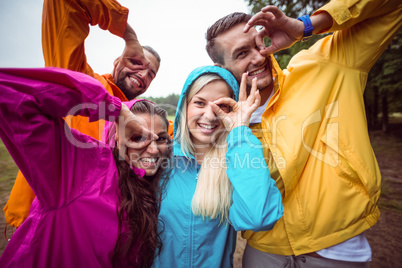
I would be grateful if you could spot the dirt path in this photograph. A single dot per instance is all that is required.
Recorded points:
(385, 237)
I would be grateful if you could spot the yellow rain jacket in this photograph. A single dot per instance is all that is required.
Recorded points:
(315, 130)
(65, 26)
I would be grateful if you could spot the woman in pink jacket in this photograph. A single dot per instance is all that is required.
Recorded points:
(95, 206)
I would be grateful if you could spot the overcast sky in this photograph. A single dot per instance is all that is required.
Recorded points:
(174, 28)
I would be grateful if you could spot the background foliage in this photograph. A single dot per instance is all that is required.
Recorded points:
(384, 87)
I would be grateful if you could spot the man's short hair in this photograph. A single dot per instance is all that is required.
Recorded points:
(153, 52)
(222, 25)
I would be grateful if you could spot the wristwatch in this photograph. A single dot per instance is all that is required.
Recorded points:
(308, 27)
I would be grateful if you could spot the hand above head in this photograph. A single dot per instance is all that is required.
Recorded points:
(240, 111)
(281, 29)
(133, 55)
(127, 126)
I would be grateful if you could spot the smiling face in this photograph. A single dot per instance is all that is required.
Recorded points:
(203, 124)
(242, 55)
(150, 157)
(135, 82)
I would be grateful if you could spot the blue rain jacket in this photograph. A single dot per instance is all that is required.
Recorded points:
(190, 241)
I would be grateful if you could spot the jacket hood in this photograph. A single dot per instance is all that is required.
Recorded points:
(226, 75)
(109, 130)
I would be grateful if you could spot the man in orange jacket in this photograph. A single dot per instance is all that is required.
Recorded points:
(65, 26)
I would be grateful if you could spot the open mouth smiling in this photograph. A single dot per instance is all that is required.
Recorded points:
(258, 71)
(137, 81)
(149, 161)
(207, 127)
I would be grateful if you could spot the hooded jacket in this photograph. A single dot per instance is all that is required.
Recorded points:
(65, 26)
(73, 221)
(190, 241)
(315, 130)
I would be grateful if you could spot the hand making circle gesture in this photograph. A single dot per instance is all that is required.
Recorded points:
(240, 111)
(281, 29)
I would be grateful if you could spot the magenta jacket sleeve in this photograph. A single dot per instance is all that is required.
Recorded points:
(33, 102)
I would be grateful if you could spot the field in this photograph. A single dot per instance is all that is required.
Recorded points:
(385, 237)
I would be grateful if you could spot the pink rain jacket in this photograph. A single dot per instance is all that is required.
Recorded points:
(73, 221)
┄┄┄┄┄┄
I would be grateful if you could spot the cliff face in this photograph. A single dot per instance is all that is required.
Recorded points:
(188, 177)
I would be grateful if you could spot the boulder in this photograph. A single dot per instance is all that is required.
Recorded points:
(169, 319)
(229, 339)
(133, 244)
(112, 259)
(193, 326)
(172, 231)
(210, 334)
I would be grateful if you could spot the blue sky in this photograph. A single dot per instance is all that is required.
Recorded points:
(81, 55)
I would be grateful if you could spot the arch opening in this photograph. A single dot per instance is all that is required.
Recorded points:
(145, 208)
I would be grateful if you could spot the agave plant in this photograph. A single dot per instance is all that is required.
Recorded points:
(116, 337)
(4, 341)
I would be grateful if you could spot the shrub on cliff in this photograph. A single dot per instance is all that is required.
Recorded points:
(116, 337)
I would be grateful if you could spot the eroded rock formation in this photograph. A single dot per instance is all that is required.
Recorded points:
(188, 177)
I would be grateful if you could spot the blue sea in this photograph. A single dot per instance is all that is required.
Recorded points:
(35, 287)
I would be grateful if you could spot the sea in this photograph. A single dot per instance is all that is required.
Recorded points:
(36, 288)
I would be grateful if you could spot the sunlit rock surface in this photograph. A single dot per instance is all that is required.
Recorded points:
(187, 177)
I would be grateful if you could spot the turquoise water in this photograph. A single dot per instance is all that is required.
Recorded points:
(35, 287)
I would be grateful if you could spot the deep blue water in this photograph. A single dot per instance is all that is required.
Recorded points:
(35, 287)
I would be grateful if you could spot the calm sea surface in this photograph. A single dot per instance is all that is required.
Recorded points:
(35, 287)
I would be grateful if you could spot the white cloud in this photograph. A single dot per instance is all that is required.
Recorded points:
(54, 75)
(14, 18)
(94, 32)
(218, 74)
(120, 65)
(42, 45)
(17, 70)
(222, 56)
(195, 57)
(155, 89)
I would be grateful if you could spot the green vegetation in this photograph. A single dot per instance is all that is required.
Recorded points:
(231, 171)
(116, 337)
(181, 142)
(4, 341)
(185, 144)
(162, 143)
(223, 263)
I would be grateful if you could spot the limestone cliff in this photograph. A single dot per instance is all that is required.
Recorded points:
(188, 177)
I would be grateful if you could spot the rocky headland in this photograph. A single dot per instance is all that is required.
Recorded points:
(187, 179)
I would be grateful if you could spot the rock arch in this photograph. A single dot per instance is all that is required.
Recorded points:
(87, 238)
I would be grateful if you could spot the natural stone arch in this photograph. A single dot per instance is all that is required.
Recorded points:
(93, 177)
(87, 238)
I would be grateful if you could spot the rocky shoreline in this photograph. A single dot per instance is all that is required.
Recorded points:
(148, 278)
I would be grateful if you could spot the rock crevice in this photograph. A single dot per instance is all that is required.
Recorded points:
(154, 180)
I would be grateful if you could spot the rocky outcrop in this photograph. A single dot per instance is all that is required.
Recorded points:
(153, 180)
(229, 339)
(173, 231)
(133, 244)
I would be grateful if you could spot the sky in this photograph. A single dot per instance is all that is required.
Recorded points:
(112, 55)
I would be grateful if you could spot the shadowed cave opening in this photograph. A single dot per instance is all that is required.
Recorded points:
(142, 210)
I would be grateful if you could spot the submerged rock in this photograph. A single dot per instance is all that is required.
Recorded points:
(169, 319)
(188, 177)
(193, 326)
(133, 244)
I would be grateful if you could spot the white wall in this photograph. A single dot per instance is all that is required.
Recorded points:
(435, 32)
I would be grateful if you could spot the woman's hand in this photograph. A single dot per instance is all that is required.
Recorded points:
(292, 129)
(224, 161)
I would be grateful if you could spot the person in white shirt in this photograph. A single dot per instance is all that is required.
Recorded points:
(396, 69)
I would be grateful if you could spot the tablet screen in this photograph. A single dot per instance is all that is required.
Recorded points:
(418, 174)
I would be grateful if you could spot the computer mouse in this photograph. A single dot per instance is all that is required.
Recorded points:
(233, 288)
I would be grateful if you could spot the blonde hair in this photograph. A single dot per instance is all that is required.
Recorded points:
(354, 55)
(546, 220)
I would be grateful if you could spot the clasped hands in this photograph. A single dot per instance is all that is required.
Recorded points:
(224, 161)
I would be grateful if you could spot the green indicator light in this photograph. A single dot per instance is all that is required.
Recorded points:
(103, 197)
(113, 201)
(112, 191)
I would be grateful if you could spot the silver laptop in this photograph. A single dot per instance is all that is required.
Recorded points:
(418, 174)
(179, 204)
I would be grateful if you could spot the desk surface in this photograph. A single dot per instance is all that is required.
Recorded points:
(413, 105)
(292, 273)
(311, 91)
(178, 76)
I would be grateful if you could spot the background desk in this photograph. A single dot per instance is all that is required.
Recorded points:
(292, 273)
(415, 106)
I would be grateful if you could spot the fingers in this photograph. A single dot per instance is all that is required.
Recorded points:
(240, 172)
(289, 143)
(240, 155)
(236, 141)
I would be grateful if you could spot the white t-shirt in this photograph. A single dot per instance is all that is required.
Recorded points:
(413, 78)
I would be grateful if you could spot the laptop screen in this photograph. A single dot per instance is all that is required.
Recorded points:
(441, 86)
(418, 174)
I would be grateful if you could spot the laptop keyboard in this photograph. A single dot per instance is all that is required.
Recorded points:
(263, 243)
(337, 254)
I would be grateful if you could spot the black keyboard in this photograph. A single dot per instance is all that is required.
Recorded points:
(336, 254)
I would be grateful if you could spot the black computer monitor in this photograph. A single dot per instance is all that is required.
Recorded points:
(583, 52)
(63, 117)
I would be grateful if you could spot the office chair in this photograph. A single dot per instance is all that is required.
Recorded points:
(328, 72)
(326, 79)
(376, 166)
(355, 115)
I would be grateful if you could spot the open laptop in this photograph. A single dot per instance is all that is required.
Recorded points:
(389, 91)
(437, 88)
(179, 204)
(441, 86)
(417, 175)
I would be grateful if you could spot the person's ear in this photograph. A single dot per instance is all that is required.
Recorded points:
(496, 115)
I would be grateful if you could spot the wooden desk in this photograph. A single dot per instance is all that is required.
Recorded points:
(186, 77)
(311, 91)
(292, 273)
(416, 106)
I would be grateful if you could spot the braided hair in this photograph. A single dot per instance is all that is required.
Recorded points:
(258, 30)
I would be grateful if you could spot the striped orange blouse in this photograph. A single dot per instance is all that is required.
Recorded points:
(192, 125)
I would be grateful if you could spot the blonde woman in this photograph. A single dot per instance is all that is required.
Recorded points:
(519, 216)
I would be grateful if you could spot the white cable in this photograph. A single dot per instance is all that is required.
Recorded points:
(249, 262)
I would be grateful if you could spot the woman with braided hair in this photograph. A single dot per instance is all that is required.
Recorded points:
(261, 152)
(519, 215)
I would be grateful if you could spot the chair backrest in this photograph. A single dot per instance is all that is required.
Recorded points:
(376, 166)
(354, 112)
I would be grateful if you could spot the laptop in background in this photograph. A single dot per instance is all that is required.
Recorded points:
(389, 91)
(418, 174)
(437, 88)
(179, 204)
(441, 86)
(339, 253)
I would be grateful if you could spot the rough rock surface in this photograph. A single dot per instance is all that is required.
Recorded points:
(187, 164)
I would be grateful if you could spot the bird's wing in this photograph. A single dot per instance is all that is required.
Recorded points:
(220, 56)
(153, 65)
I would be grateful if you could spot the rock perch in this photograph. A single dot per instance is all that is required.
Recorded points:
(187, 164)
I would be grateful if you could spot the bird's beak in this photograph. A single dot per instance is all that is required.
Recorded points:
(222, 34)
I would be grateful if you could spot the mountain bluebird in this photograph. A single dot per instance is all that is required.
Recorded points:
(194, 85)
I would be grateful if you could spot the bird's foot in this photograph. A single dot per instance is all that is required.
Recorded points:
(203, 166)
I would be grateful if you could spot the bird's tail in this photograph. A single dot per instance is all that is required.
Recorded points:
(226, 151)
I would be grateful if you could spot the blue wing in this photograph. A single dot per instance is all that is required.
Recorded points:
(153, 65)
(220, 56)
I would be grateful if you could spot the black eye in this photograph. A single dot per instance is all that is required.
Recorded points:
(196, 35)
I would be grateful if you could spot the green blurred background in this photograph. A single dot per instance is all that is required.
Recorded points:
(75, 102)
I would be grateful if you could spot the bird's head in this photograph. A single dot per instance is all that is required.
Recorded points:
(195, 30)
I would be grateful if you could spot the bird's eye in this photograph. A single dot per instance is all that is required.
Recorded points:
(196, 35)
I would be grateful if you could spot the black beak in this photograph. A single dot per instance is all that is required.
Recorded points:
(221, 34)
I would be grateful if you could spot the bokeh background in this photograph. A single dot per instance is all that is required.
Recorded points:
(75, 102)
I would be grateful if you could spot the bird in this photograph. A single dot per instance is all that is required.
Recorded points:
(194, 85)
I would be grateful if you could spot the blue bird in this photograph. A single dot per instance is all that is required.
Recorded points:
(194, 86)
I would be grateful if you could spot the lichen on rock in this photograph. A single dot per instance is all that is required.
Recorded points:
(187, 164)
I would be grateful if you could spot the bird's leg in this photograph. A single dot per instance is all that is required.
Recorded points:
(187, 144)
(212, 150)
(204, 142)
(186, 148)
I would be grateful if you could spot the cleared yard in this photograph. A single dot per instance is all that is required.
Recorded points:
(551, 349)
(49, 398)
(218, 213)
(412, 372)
┄┄┄┄┄┄
## What the task asks
Wherever the word "shirt" appears in the listing, copy the line that holds it.

## Result for this exercise
I would be grateful if you could spot the person in white shirt in this photograph. A single dot per instance is all that is required.
I would be grateful if you could spot the white t-shirt in this photograph. A single dot per instance is all that is required.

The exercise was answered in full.